(Collected data)
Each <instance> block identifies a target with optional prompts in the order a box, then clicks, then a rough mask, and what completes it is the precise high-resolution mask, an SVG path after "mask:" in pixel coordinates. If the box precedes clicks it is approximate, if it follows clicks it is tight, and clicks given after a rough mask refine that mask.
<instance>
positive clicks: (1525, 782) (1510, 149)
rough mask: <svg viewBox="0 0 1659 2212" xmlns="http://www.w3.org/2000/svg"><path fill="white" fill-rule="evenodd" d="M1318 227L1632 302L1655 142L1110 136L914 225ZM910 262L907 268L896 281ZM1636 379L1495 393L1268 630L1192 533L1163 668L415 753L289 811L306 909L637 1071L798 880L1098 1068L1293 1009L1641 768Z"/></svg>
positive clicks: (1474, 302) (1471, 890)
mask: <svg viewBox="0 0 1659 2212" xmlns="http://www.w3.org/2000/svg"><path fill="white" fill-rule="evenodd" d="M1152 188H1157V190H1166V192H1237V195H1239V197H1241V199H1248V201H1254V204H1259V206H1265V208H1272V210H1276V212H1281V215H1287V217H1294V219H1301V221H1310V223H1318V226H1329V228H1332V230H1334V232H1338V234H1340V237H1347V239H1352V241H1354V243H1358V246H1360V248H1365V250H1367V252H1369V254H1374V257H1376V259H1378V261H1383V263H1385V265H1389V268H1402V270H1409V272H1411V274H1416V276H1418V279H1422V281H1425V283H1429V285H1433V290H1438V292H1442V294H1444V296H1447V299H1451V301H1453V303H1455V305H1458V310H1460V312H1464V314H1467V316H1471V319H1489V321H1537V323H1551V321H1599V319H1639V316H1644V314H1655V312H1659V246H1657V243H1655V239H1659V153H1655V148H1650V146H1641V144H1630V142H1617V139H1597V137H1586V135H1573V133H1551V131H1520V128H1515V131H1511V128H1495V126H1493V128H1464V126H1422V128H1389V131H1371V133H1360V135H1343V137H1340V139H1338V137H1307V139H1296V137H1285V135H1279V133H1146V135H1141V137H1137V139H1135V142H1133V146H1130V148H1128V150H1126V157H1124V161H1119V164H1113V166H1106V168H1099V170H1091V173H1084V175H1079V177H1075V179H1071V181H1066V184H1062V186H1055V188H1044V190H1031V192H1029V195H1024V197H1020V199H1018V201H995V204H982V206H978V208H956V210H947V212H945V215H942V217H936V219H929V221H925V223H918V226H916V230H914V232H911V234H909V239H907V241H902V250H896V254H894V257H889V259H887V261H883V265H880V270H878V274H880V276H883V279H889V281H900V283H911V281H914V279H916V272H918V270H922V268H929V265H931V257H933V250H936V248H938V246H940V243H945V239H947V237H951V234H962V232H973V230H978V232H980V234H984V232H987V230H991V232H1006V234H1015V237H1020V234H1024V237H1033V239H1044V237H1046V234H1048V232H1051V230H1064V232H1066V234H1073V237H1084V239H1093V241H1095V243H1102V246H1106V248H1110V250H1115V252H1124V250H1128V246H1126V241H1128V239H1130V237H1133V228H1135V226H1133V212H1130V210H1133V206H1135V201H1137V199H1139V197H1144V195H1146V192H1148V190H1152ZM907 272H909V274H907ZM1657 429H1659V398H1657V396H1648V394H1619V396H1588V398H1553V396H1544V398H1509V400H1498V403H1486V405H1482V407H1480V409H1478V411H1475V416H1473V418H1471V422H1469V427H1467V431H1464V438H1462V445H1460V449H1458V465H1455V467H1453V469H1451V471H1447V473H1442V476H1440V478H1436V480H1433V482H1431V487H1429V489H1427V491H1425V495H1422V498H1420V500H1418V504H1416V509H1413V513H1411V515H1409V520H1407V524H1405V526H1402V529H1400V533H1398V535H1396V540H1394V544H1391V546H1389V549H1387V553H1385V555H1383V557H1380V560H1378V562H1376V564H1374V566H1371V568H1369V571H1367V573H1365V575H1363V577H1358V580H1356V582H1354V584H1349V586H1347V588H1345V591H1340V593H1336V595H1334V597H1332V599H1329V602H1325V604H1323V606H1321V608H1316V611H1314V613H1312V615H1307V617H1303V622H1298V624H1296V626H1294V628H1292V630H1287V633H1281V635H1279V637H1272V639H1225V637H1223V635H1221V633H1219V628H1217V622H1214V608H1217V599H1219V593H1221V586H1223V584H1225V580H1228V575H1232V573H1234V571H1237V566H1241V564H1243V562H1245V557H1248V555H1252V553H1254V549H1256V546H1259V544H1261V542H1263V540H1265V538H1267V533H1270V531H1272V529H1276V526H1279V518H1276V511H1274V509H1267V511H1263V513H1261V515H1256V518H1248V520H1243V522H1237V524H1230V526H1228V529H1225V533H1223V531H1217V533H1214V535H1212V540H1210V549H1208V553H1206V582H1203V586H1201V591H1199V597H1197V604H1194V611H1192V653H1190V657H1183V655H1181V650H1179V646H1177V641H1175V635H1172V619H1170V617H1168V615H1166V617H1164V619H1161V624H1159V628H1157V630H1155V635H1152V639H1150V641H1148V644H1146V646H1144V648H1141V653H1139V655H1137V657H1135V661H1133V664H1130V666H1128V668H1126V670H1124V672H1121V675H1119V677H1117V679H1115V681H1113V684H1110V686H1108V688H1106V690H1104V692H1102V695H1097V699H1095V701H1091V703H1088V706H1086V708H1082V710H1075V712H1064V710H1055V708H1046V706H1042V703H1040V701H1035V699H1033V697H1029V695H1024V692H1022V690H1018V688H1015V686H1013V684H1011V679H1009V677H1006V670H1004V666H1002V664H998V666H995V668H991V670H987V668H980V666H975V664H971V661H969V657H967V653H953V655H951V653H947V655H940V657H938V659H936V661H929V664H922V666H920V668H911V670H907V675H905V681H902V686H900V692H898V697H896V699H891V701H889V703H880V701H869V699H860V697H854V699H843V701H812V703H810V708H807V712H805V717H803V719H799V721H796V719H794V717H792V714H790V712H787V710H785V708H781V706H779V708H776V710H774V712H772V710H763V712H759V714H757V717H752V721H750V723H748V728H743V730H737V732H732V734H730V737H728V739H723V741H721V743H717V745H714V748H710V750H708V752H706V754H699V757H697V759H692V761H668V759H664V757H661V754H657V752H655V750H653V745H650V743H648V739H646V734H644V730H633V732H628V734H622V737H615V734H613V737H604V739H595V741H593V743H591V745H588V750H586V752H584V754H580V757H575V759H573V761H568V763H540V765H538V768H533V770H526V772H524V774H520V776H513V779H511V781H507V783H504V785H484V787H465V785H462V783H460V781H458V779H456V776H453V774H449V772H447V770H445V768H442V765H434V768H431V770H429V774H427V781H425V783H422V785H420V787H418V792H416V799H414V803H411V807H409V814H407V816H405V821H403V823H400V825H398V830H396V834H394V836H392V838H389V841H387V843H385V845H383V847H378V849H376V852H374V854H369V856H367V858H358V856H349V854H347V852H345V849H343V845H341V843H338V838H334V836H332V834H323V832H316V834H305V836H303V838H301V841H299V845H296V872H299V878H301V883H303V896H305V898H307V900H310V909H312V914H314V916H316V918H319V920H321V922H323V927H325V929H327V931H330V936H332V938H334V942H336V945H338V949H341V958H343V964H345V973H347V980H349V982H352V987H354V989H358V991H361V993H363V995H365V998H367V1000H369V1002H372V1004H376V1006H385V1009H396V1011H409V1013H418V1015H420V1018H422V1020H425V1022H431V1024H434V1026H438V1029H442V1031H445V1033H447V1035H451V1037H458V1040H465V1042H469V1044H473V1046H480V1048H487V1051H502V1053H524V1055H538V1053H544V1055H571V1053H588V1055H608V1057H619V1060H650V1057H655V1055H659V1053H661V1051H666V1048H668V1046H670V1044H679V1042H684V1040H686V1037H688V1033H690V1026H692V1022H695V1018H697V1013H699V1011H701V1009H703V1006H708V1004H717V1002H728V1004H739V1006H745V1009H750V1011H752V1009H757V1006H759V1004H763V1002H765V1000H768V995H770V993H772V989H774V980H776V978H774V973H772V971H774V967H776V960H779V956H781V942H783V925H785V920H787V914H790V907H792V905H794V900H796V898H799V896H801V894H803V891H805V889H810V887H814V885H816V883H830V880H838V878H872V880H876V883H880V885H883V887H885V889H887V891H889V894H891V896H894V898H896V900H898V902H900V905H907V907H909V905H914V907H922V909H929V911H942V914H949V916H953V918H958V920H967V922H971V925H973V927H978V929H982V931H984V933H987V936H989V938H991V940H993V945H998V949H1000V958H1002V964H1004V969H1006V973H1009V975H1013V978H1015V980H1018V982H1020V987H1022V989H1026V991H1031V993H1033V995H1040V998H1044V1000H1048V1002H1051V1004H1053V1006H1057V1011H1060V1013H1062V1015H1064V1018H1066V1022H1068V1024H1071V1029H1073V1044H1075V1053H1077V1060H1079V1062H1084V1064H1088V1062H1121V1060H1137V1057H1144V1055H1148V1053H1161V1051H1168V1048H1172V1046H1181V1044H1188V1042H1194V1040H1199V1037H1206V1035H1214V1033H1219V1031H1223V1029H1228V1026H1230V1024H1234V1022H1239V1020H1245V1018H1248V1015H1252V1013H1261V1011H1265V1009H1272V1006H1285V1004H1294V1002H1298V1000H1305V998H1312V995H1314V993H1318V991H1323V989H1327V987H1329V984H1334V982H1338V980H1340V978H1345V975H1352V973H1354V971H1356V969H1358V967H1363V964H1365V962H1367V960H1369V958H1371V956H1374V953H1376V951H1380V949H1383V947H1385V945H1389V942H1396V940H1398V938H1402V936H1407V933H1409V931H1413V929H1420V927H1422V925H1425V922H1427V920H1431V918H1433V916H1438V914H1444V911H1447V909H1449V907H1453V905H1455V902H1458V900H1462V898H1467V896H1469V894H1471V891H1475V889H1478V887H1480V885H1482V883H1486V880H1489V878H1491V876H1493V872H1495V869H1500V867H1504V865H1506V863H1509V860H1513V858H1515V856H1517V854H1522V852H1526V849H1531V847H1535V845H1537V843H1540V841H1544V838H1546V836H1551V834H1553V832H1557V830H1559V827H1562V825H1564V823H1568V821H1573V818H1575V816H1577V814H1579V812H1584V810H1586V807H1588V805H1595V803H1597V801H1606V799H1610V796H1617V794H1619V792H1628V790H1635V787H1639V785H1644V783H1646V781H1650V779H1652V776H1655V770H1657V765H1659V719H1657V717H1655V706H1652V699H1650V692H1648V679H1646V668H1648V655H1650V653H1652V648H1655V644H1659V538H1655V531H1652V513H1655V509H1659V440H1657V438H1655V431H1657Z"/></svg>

==

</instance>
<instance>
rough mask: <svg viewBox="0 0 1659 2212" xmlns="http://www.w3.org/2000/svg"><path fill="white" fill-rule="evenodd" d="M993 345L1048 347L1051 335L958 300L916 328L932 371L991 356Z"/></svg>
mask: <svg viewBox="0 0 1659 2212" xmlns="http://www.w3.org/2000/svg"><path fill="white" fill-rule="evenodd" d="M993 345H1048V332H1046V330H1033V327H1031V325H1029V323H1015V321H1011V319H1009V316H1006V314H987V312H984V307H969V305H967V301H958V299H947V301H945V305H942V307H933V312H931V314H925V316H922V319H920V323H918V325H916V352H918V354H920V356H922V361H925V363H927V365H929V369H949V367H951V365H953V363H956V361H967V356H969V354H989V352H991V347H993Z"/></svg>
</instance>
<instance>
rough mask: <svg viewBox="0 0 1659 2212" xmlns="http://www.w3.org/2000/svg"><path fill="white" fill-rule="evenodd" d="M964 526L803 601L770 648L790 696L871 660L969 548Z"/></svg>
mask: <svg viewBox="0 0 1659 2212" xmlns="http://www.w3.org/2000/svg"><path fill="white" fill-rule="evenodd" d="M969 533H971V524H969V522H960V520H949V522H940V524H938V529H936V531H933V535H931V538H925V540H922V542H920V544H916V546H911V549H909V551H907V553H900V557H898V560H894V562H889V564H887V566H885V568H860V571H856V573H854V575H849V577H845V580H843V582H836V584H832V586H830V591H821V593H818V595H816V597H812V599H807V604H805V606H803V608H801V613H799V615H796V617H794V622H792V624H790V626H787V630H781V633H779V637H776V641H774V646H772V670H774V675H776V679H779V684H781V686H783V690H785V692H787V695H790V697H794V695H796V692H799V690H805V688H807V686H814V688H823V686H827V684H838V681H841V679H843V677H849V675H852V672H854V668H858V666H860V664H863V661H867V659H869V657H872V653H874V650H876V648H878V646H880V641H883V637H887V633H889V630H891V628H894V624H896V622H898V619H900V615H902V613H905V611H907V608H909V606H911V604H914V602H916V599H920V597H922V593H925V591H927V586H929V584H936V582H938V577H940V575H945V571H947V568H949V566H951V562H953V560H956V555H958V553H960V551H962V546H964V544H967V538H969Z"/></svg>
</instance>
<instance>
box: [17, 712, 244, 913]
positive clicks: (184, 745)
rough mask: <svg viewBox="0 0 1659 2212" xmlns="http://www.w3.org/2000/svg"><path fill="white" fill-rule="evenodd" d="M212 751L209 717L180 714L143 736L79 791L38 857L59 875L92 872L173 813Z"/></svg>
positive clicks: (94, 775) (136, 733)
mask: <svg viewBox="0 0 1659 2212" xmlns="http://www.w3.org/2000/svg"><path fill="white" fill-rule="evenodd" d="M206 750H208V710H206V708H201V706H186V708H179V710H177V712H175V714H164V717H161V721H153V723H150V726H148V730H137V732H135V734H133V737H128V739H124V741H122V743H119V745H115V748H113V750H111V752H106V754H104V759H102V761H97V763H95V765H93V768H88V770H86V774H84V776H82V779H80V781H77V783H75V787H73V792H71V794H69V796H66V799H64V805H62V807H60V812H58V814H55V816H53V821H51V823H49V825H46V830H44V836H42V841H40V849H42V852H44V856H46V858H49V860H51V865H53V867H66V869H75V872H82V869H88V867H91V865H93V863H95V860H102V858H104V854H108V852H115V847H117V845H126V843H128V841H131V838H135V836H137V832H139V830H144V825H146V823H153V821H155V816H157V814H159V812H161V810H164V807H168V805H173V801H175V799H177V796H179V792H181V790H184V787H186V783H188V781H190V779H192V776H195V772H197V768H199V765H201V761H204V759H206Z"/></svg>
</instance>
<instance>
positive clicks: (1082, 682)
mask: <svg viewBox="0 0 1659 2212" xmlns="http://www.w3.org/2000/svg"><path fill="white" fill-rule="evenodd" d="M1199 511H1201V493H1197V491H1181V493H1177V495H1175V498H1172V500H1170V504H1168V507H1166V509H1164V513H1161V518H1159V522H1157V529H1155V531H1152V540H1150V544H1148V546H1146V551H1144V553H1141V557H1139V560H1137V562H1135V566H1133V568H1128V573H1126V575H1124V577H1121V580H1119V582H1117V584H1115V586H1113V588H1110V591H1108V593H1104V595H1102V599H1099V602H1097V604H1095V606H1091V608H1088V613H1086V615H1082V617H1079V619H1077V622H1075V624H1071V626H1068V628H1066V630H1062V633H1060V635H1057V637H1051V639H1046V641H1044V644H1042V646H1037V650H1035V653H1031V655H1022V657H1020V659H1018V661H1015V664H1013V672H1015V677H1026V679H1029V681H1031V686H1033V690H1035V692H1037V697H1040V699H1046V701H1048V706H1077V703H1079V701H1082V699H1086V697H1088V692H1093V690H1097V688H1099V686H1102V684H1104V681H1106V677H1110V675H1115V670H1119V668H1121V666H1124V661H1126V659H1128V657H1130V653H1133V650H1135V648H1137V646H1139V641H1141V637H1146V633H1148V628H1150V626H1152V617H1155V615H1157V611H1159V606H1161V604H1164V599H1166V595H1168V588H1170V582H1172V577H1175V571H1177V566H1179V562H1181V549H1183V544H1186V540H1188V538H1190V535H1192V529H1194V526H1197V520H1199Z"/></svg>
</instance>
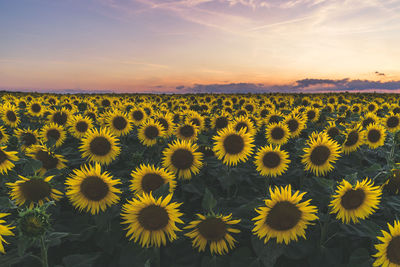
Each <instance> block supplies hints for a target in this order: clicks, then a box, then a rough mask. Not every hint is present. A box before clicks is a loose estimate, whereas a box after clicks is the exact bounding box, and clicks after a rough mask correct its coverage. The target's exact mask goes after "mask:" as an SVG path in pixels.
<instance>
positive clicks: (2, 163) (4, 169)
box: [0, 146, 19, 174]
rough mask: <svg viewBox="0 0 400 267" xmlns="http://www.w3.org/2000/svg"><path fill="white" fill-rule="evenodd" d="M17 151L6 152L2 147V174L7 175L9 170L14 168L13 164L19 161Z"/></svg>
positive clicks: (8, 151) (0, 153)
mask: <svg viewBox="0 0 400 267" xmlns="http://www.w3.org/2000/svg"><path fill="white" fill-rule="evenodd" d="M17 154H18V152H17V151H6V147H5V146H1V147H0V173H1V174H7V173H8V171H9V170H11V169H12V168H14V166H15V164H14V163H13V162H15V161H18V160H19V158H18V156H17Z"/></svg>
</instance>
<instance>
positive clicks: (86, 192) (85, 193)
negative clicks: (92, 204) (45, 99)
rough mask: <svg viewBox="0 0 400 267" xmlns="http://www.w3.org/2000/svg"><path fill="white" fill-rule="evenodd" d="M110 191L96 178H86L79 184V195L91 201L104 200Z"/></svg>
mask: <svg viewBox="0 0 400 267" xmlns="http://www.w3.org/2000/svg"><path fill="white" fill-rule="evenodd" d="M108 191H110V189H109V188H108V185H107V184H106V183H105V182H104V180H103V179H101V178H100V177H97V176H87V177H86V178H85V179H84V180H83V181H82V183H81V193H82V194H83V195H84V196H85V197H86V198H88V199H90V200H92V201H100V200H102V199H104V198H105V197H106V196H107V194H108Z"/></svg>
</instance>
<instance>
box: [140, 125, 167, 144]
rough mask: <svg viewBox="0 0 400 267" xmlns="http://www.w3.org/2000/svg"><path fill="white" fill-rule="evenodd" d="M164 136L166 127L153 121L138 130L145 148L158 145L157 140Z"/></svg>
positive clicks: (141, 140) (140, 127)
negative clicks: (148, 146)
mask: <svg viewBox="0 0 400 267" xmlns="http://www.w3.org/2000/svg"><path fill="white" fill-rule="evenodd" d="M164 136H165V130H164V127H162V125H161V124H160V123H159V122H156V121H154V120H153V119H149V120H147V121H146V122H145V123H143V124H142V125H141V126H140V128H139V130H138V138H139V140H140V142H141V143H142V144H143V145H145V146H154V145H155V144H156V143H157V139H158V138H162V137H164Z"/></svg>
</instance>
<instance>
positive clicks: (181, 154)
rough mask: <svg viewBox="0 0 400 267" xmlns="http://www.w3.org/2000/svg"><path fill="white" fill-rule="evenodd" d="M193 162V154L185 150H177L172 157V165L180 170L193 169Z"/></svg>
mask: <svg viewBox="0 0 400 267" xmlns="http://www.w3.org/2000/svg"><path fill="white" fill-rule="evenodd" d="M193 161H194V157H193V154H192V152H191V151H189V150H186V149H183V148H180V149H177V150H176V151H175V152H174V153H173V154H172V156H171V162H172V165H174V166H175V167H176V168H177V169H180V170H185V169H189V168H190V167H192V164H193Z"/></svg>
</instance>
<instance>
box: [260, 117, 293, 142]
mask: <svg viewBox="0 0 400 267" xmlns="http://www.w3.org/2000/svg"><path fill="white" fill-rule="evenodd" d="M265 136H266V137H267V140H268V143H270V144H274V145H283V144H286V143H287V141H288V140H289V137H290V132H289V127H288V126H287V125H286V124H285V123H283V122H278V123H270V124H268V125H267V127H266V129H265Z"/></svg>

Problem statement:
Copy the lines of the collected data word for word, from the line containing "Each <instance> block identifies" through the line containing "positive clicks: (1474, 302) (1471, 890)", with both of those lines included.

Your response:
Each <instance> block identifies a target with optional prompts in the order a box, then clicks, then a rough mask, and what completes it is the precise high-resolution mask, an SVG path after "mask:" in pixel coordinates. If the box precedes clicks it is approximate, if it follows clicks it is tight, and clicks given after a rough mask refine that mask.
<instance>
positive clicks: (1525, 782) (1510, 149)
rough mask: <svg viewBox="0 0 1659 2212" xmlns="http://www.w3.org/2000/svg"><path fill="white" fill-rule="evenodd" d="M1318 227L1632 302L1655 142L1110 136L914 225ZM910 262L907 268L896 281ZM1636 379L1495 393L1268 630L1192 533L1163 668L415 753L289 811L306 909L637 1071L798 880L1098 1068L1293 1009L1641 768Z"/></svg>
positive clicks: (1474, 302) (1471, 890)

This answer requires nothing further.